Assignment 1: Translate into Spanish this sentence from the money-tree text: "It produces 10,000 leaves per year for a total of $1M."
Assignment 2: Reproduce the portion of the money-tree text between "Please try to" and "of $10 per share.", inclusive.

*** Selected text Section Begins ***

Looking at your example, I have difficulty because of the order of compensation, but it seems to me that the increase in profit is real, as evidenced by the increased dividend that is paid in the single year. However, I don't have a good feel yet.

Please try to tear apart the following example which has the compensation go from cash to cash plus, and tries to put all the costs where I THINK they should be.

MONYTREE.COM

Assume a company whose only asset is a tree whose leaves are $100 bills. It produces 10,000 leaves per year for a total of $1M. The company has a single employee, a college educated guard from DUKE who led the nation in scoring in his senior year, but was bypassed in the NBA draft because of injury, who is paid $200K per year to guard the tree during the day. The company has 80K shares outstanding and the entire $800K annual profit is paid out in dividends of $10 per share.

By mutual agreement, the shareholders and the guard decide that he shall pursue a Doctorate in Genetic Engineering at night with the hope that the tree can be genetically modified to produce $1000 bills instead of $100 bills. To facilitate this, the shareholders approve a 5:4 stock split to increase the number of shares to 100K. The new 20K shares that the shareholders receive are then signed over to the guard. The $800K annual profit is now distributed in dividends of $8 per share with $640K going to the original shareholders and $160K going to the guard.

Evidence is later found that the shares may not have been signed over to the daytime guard at all, but rather to his identical twin, who is really the potential night school Genetic Engineer and has no employment relationship to the company. If this turns out to be true, the $160K in dividends does not go to the guard who works for the company, but rather to his twin brother, who does not. How does this affect company accounting?

*** Selected text Section Ends ***
*** Study material Section Begins ***

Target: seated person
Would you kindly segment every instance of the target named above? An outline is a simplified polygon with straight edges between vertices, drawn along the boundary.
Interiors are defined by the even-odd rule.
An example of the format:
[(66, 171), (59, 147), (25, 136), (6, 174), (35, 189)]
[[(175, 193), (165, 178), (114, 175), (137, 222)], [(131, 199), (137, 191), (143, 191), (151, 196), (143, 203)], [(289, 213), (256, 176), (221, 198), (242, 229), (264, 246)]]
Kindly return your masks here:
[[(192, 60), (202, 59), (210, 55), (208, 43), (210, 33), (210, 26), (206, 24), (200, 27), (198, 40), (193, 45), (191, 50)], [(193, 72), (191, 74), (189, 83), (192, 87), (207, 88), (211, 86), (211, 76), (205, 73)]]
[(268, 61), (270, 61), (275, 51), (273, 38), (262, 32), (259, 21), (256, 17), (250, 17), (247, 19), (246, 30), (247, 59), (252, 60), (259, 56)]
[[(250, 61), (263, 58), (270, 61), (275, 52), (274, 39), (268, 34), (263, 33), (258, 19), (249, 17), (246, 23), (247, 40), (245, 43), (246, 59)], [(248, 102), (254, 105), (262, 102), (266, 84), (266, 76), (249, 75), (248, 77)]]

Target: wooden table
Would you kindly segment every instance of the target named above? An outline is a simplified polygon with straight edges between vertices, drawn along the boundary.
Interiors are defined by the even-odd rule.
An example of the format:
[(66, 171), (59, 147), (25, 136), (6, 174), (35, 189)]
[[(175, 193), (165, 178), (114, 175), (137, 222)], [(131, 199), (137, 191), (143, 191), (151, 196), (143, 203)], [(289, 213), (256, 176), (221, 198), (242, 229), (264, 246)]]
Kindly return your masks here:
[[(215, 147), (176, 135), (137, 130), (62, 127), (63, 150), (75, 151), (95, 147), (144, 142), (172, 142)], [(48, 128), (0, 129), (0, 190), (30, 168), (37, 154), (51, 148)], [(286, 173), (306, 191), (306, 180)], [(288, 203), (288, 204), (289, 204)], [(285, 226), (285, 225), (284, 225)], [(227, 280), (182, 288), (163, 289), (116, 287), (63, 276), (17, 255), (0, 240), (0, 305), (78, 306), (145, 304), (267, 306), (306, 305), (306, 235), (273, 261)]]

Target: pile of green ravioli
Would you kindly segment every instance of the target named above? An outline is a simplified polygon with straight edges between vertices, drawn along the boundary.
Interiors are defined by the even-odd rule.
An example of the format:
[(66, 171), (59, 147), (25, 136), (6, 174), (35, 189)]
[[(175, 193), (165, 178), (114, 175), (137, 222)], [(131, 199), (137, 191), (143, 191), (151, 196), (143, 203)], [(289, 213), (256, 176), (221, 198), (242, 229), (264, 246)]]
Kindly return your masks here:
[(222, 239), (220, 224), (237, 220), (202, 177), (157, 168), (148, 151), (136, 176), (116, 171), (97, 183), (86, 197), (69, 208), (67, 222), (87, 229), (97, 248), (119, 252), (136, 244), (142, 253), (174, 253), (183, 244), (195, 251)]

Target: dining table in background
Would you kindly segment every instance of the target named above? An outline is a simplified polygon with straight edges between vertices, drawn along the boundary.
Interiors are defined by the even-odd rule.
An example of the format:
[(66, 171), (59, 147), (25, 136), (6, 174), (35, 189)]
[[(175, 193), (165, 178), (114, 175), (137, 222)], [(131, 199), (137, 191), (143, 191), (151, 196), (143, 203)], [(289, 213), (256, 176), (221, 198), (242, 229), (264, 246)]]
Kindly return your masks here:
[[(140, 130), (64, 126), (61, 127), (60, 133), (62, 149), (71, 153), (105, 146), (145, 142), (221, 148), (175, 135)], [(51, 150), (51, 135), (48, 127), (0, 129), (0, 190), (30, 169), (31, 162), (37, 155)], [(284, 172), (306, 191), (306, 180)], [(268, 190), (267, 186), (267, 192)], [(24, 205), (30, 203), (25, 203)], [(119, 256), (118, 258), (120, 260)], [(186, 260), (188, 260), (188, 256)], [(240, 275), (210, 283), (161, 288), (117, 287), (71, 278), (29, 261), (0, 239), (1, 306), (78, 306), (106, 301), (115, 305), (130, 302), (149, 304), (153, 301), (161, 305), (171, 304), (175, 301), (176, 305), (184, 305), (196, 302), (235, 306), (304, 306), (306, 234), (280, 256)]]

*** Study material Section Ends ***
*** Study material Section Begins ***

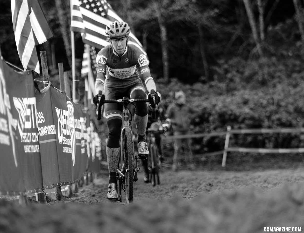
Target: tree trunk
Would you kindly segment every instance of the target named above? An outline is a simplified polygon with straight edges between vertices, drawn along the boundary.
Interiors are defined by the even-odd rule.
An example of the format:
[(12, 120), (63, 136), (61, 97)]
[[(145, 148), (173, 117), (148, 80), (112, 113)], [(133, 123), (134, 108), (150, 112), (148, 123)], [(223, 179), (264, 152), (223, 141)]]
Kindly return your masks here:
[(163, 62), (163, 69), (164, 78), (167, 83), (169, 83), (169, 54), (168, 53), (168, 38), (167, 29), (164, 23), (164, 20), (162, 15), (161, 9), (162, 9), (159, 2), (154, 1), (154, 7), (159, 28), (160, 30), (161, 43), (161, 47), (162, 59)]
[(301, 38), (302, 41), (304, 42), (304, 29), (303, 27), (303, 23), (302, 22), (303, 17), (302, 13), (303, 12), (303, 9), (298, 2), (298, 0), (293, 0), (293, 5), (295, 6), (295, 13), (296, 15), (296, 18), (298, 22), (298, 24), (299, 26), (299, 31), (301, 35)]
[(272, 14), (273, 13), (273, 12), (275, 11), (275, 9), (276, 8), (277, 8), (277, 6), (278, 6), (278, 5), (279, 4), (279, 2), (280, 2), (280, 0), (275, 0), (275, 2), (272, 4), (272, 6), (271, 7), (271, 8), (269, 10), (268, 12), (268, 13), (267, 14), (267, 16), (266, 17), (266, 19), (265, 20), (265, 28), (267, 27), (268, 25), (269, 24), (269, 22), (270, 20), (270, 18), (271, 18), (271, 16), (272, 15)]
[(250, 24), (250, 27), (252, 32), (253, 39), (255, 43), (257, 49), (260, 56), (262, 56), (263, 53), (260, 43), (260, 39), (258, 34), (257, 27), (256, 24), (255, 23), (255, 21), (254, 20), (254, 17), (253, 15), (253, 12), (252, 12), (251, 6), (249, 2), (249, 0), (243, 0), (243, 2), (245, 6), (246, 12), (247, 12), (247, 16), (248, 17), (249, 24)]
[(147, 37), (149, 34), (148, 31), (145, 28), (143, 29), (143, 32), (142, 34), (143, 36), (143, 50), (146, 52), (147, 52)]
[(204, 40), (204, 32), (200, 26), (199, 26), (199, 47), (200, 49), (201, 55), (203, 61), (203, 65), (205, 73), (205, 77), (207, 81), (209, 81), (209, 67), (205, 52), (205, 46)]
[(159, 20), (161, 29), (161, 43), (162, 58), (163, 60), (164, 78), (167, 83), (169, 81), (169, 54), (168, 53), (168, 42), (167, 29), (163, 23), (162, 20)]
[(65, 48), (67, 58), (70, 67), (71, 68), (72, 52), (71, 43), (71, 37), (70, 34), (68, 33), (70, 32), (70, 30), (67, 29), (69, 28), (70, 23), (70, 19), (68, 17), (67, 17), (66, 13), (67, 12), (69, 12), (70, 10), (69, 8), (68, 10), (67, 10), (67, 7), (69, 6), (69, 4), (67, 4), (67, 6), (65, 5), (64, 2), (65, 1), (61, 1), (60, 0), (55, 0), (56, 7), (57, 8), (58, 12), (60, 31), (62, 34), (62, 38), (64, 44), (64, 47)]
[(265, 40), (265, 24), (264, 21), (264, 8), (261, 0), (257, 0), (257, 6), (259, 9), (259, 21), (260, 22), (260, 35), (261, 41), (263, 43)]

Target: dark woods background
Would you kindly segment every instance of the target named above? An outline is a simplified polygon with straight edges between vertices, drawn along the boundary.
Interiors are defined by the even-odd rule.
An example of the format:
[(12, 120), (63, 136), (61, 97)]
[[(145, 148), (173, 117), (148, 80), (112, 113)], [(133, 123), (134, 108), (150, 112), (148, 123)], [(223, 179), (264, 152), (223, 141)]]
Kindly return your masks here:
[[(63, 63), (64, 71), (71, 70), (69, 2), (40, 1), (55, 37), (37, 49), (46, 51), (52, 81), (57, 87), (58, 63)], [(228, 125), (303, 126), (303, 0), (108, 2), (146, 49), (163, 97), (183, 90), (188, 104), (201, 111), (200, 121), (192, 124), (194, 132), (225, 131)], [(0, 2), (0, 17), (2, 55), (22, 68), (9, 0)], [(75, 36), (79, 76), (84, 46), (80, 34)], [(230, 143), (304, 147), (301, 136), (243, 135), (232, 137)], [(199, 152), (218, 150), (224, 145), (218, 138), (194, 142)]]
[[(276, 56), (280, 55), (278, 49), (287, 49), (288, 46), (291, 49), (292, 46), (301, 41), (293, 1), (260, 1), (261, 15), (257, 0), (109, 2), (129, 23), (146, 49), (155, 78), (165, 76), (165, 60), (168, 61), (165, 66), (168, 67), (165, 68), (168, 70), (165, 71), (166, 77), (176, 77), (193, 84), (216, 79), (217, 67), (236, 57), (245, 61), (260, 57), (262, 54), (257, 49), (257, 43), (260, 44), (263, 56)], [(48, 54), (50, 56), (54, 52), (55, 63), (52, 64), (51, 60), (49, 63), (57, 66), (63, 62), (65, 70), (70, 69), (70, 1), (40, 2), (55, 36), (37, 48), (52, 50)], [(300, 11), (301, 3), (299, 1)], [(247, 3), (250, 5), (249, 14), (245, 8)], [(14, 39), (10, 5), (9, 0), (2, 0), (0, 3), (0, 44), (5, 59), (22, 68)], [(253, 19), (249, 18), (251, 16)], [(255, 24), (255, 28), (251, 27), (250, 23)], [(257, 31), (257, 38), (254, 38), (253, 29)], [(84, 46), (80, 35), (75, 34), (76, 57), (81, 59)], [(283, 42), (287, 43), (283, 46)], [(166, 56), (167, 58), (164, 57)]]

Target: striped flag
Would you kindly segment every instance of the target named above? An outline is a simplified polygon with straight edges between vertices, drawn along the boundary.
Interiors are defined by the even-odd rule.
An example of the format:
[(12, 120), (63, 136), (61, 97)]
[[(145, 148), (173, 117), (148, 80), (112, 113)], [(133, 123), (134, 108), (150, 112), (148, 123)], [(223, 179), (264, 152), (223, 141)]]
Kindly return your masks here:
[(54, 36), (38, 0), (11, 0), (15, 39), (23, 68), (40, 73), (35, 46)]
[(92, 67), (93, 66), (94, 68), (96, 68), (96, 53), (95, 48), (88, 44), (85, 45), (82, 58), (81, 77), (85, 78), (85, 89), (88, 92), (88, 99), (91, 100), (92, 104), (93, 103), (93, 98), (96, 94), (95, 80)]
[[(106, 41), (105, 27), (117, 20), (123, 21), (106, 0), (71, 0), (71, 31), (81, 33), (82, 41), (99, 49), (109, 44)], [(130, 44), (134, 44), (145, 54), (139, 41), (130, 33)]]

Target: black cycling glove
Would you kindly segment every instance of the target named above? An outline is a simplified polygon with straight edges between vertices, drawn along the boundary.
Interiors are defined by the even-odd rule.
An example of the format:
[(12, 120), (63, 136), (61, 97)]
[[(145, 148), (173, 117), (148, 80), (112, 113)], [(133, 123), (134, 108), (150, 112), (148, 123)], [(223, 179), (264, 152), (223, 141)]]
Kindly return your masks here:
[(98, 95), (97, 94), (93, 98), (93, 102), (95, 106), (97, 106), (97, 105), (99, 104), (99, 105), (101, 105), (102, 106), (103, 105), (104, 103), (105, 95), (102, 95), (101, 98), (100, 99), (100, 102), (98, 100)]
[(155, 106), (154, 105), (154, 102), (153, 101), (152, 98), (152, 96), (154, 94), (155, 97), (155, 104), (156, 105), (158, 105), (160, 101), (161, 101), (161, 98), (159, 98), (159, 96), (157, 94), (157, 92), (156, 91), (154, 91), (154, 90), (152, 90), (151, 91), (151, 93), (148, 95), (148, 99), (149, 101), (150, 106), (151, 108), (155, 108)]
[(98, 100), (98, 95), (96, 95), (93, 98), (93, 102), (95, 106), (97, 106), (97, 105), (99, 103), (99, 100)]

*** Study material Section Ends ***
*** Study material Section Begins ***

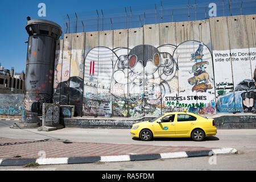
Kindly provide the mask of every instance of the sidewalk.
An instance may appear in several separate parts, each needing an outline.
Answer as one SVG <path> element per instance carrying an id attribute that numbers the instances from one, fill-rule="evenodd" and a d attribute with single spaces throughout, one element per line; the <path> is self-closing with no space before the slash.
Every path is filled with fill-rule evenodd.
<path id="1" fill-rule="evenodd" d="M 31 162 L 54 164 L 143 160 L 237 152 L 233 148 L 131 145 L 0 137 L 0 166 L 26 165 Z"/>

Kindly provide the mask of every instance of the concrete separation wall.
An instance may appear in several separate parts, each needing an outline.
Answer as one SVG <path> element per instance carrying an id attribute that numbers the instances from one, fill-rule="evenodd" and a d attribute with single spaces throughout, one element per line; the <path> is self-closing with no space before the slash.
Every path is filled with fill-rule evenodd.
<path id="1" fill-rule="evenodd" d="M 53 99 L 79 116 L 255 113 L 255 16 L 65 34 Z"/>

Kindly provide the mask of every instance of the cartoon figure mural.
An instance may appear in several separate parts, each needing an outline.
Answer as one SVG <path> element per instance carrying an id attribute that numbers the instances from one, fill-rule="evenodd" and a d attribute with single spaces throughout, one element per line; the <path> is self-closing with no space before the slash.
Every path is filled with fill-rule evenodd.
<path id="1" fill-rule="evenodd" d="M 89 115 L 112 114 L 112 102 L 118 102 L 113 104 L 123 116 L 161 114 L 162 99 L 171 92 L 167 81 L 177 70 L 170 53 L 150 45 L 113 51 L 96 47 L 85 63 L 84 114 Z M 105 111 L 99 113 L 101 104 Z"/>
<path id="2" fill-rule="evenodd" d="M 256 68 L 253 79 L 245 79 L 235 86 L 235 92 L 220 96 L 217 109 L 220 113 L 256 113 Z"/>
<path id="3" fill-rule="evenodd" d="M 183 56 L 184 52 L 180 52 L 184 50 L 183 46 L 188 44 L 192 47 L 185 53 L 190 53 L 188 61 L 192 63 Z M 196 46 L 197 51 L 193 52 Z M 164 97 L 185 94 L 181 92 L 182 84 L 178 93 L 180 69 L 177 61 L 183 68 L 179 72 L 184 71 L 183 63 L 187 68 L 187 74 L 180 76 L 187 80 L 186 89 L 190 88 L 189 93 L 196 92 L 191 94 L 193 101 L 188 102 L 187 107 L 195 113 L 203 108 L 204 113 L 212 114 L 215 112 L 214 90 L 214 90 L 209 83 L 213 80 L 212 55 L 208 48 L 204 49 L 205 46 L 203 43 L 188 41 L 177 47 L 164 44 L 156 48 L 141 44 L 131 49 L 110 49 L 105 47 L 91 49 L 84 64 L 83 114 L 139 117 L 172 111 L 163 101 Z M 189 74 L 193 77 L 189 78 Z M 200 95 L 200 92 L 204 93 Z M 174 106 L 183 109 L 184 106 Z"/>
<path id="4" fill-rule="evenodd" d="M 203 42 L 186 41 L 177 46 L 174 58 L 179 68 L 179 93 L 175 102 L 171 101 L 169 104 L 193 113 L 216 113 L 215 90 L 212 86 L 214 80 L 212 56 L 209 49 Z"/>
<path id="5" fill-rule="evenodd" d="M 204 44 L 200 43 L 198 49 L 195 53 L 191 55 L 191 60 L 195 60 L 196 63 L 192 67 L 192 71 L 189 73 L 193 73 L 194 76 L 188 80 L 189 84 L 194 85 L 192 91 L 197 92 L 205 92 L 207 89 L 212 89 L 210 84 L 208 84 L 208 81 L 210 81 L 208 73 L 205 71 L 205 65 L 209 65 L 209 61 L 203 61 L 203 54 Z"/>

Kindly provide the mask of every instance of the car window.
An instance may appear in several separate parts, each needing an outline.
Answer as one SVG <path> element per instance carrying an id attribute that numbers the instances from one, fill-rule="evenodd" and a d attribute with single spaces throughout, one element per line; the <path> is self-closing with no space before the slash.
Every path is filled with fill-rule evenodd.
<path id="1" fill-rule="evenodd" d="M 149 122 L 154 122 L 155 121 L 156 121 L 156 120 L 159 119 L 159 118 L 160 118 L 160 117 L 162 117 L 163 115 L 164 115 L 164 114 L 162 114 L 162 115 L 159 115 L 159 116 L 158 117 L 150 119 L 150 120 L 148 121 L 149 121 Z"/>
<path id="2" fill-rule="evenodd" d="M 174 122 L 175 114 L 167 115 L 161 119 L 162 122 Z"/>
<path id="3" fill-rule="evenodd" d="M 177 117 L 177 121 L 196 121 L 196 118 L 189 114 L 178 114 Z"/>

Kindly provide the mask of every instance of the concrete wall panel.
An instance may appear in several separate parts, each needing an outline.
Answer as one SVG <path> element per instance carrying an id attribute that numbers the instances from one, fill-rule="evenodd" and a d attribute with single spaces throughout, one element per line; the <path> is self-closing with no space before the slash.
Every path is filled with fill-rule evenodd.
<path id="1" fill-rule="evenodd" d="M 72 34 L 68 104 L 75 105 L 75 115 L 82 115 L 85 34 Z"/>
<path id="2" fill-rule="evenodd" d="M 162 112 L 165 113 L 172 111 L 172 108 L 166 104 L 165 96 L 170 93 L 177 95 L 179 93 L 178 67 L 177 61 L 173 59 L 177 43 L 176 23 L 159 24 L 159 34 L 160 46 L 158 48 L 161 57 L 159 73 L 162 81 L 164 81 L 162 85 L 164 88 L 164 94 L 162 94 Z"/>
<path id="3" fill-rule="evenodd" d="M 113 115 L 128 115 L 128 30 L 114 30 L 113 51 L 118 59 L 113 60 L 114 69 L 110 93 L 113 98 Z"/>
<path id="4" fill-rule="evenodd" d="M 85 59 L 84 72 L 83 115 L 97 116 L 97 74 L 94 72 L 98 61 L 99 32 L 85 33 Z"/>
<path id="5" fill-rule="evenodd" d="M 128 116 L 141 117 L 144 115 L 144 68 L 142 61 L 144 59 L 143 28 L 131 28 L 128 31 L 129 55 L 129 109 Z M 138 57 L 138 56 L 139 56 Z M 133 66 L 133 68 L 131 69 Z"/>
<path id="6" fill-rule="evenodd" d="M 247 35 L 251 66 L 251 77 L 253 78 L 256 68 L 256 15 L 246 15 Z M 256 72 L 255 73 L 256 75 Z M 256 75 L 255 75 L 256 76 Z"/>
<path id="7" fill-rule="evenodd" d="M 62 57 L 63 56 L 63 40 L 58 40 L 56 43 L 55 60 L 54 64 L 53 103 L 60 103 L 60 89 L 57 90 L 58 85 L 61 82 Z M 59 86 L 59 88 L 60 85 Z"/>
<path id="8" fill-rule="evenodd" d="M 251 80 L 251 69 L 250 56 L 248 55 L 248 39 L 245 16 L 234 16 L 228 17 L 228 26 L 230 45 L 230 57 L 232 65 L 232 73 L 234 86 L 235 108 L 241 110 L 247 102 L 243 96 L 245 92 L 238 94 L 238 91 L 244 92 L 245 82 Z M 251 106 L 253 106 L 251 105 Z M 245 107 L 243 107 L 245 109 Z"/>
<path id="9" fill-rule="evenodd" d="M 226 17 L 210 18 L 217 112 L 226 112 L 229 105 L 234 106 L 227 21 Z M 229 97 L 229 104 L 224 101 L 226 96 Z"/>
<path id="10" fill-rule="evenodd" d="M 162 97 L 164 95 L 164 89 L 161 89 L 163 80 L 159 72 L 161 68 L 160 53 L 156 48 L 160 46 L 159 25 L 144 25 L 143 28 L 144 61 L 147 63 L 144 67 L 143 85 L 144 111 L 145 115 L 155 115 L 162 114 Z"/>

*** Study material Section Ends ***

Answer space 1: Produce 10,000 hojas por año, por un total de $1M.

Answer space 2:
Please try to tear apart the following example which has the compensation go from cash to cash plus, and tries to put all the costs where I THINK they should be.

MONYTREE.COM

Assume a company whose only asset is a tree whose leaves are $100 bills. It produces 10,000 leaves per year for a total of $1M. The company has a single employee, a college educated guard from DUKE who led the nation in scoring in his senior year, but was bypassed in the NBA draft because of injury, who is paid $200K per year to guard the tree during the day. The company has 80K shares outstanding and the entire $800K annual profit is paid out in dividends of $10 per share.